▶ Goal:
Output as a JSON list of strings, one per line and skipping blank lines, the part of the listing that opens with the line containing "Give the segmentation of every instance of the truck." and closes with the line containing "Mark the region of each instance of the truck.", both included.

▬▬▬▬▬▬▬▬▬▬

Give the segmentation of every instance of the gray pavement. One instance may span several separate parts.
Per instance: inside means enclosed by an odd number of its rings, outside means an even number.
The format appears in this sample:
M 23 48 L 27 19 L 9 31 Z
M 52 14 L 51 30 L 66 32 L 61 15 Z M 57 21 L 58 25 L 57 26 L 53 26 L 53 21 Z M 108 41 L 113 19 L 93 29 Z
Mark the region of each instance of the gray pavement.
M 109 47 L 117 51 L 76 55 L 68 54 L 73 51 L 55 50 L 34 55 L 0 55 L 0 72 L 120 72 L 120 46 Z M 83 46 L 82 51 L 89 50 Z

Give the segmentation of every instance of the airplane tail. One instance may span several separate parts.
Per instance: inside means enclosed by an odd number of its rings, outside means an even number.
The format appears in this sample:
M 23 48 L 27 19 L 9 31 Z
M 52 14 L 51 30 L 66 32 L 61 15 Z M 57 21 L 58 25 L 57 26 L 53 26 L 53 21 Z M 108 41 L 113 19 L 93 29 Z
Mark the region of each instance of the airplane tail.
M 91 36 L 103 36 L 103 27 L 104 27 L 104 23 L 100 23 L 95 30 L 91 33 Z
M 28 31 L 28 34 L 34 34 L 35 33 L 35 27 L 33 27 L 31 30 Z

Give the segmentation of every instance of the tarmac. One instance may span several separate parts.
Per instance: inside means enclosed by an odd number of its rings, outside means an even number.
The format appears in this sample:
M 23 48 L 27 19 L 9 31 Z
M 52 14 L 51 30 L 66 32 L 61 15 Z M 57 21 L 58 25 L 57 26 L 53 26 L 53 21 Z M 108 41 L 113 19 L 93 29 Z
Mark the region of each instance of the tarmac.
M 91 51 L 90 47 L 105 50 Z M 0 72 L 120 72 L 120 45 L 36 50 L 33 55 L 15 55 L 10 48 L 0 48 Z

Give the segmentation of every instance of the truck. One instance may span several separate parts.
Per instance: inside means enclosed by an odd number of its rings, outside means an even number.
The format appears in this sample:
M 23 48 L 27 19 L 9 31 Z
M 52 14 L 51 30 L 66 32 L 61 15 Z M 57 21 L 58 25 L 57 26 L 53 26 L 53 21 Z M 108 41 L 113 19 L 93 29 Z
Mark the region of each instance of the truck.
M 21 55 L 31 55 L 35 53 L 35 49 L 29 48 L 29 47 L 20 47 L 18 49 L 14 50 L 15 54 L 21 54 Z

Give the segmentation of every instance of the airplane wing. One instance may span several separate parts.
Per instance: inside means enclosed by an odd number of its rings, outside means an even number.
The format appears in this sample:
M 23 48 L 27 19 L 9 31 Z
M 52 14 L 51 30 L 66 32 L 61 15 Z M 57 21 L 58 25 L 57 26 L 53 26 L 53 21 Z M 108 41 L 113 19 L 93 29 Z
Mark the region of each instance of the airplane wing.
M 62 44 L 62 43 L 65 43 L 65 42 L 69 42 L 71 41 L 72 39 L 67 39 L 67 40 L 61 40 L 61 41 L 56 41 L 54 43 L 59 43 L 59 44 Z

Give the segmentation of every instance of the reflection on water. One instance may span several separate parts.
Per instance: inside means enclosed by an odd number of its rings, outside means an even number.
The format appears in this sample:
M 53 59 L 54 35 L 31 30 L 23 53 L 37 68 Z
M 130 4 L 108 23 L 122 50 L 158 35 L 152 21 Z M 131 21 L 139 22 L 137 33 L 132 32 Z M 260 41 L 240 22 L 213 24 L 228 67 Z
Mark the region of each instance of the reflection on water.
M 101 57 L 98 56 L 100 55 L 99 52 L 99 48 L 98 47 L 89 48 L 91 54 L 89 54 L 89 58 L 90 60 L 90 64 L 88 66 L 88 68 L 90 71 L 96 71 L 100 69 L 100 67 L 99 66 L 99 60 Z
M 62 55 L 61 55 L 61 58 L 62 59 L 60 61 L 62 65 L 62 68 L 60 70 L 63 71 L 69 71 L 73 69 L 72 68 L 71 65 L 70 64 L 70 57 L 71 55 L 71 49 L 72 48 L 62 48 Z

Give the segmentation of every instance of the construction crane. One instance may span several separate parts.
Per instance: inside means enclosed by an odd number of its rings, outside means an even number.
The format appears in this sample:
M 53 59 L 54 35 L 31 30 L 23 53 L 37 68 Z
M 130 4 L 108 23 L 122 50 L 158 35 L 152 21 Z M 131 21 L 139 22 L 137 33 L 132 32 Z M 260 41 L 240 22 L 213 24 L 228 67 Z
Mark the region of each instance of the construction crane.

▬▬▬▬▬▬▬▬▬▬

▶ Exercise result:
[
  "Give the segmentation of every instance of the truck. One instance may span several separate parts.",
  "Per instance: inside means enclosed by an odd number of its rings, outside means an even number.",
  "The format appears in this sample:",
  "M 23 48 L 27 19 L 9 31 Z",
  "M 52 14 L 51 30 L 66 32 L 61 15 Z M 57 21 L 58 25 L 57 26 L 53 26 L 53 21 Z M 108 41 L 113 19 L 93 29 Z",
  "Mark the region of each instance of the truck."
]